◆ Work request
What lines below hold the string "matches"? Copy them all.
+++
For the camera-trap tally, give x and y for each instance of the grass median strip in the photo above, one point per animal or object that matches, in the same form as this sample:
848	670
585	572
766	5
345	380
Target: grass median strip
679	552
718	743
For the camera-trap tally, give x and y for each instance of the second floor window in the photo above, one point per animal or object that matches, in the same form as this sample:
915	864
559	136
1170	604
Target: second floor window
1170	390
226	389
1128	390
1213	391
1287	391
+++
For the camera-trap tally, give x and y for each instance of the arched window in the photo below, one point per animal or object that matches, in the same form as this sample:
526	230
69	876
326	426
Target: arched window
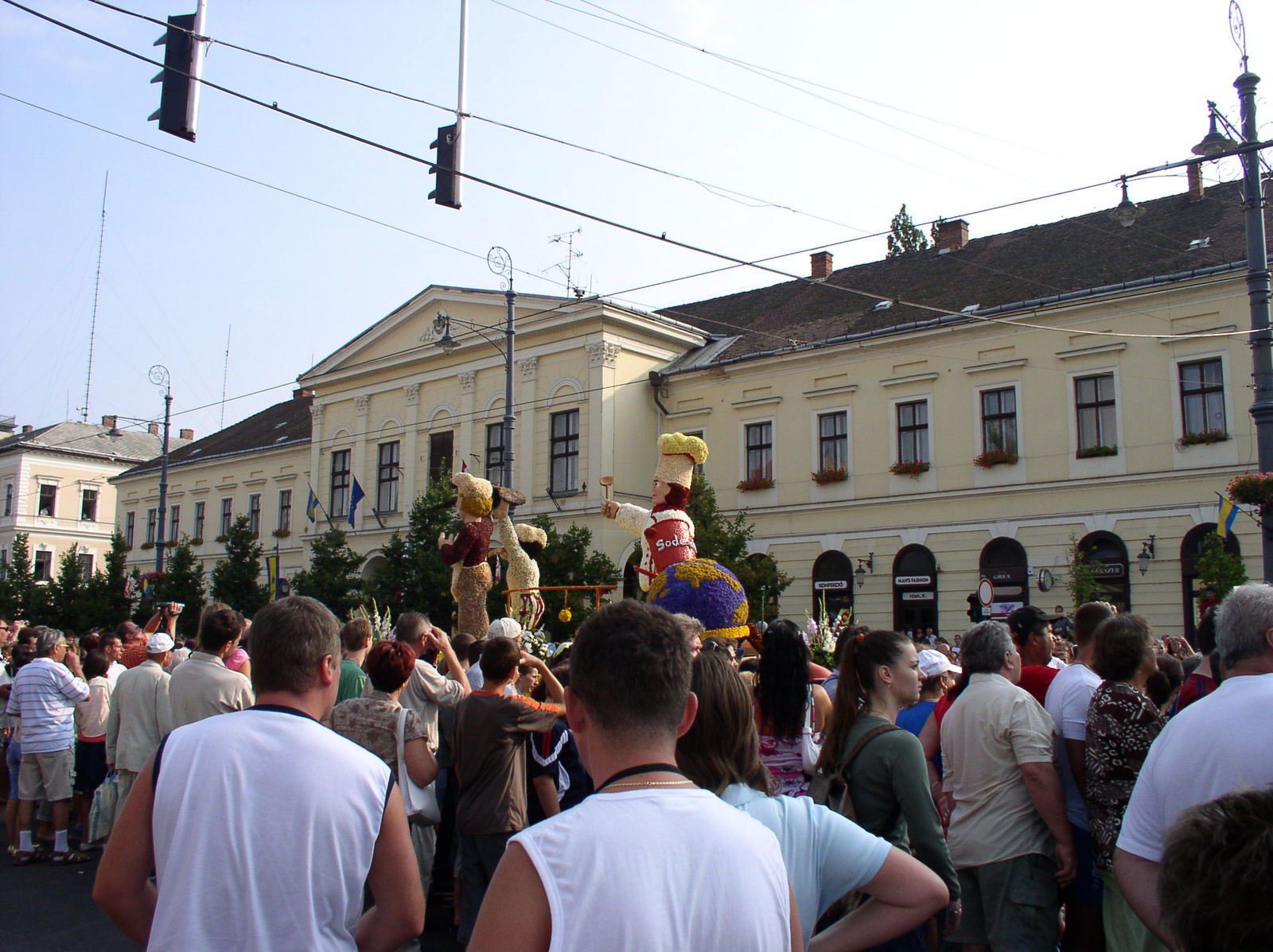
+++
◆ Task answer
For the camera-trap tally, give x and y for each instance of the grass median strip in the photo above, one point per animal or object that matches, in the same form as this sample:
For the camera-trap tally, give x and y for each instance of the second floor window in the photo above, one point per animal or object that matches, in the same form as this sample:
For the camera-trap tally, give x and y for each instance of the arched window in the photo below, one point per animal or object that matches, in the same form as this sample:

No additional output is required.